# [EXERCISE OBJECTIVE]
Throughout the entries below, report every line where "sunset" is found.

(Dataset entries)
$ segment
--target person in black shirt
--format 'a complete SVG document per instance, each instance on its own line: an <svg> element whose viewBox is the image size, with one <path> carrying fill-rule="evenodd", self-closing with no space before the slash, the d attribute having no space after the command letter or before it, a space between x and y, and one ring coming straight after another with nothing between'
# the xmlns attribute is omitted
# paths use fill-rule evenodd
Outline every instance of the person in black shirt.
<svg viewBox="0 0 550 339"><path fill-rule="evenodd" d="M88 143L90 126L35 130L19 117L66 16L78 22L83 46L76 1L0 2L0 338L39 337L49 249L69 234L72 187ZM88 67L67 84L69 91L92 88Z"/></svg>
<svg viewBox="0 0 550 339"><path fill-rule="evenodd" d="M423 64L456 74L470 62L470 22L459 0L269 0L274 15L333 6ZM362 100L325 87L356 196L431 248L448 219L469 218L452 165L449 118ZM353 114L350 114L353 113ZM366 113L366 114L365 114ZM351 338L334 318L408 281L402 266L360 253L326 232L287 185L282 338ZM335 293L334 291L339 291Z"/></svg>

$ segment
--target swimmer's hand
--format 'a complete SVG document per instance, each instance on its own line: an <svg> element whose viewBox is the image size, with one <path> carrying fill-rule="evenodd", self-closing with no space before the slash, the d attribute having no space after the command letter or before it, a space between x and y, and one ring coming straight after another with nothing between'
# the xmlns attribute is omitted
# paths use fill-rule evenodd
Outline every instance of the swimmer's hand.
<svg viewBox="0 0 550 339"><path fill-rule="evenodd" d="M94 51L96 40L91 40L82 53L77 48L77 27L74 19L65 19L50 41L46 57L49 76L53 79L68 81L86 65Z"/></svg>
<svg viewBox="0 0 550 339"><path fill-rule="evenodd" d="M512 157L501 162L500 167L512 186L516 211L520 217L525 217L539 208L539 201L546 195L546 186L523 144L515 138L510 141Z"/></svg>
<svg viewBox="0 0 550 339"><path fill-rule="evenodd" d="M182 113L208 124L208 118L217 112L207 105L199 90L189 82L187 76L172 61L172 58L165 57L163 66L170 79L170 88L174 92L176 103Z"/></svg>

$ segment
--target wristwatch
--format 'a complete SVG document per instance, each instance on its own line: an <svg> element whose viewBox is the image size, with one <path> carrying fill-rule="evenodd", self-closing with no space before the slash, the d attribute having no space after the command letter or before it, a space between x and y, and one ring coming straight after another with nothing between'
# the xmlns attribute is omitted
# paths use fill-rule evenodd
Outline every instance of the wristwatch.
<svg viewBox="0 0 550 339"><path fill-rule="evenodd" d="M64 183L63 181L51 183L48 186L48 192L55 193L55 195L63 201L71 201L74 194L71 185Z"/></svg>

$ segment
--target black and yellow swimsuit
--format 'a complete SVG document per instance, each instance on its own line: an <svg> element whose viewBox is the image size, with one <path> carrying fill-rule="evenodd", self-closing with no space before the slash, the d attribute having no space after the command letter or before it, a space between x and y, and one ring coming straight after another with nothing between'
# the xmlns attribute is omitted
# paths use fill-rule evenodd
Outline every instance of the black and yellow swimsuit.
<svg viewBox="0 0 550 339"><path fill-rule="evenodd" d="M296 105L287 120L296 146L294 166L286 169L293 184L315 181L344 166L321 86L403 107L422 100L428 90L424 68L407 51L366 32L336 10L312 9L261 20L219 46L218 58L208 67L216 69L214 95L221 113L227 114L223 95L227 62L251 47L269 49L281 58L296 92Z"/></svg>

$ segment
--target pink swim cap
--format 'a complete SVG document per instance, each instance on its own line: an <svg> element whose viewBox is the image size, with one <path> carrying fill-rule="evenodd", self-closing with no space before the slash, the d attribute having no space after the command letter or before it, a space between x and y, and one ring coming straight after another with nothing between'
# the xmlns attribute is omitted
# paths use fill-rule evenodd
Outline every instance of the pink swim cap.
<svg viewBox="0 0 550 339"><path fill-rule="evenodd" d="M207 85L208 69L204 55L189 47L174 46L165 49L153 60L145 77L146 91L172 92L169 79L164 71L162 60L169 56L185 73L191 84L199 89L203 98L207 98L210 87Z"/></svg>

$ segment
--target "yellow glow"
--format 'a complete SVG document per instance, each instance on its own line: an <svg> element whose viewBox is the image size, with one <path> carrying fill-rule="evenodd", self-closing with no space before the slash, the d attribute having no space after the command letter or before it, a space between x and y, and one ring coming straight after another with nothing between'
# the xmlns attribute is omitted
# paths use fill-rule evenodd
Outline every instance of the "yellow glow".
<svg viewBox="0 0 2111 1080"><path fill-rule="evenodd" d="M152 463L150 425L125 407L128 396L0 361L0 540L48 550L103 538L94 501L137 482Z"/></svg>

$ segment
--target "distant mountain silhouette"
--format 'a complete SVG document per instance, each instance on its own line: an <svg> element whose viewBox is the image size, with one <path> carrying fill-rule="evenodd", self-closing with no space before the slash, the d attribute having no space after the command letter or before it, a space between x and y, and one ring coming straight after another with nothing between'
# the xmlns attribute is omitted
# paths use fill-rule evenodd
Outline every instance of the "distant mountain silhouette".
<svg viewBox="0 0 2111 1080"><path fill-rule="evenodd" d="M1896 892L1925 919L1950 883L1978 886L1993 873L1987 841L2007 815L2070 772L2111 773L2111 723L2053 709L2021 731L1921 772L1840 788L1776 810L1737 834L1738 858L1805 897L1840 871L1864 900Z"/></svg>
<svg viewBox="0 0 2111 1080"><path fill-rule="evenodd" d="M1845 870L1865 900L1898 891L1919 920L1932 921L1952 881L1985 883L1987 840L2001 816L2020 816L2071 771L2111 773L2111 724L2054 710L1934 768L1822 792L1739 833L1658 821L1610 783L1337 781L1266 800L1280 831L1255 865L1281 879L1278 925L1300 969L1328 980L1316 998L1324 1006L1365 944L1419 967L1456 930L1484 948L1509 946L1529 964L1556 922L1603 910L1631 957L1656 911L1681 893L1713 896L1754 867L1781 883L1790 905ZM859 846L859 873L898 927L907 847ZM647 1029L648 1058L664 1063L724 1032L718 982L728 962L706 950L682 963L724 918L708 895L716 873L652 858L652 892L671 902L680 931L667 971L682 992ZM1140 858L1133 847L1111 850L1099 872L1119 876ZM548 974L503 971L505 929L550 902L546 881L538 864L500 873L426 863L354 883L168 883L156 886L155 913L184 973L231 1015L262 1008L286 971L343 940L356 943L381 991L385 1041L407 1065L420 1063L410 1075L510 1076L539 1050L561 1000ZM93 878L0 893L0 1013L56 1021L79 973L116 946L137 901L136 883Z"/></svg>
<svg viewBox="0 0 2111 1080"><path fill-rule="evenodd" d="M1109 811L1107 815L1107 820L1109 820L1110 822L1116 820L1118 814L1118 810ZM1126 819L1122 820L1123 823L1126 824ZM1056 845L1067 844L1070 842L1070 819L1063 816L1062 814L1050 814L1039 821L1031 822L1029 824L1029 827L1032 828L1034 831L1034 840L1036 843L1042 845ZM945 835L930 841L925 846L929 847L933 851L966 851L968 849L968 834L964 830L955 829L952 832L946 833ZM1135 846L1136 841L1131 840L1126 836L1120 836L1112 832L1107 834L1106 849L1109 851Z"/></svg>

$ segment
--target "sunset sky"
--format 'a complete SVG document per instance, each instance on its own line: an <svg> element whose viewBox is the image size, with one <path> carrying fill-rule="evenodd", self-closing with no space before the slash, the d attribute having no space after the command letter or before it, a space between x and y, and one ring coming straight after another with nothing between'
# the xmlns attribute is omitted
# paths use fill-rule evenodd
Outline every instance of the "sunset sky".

# [OUTPUT FOR THIS EXERCISE]
--target "sunset sky"
Outline every instance of the "sunset sky".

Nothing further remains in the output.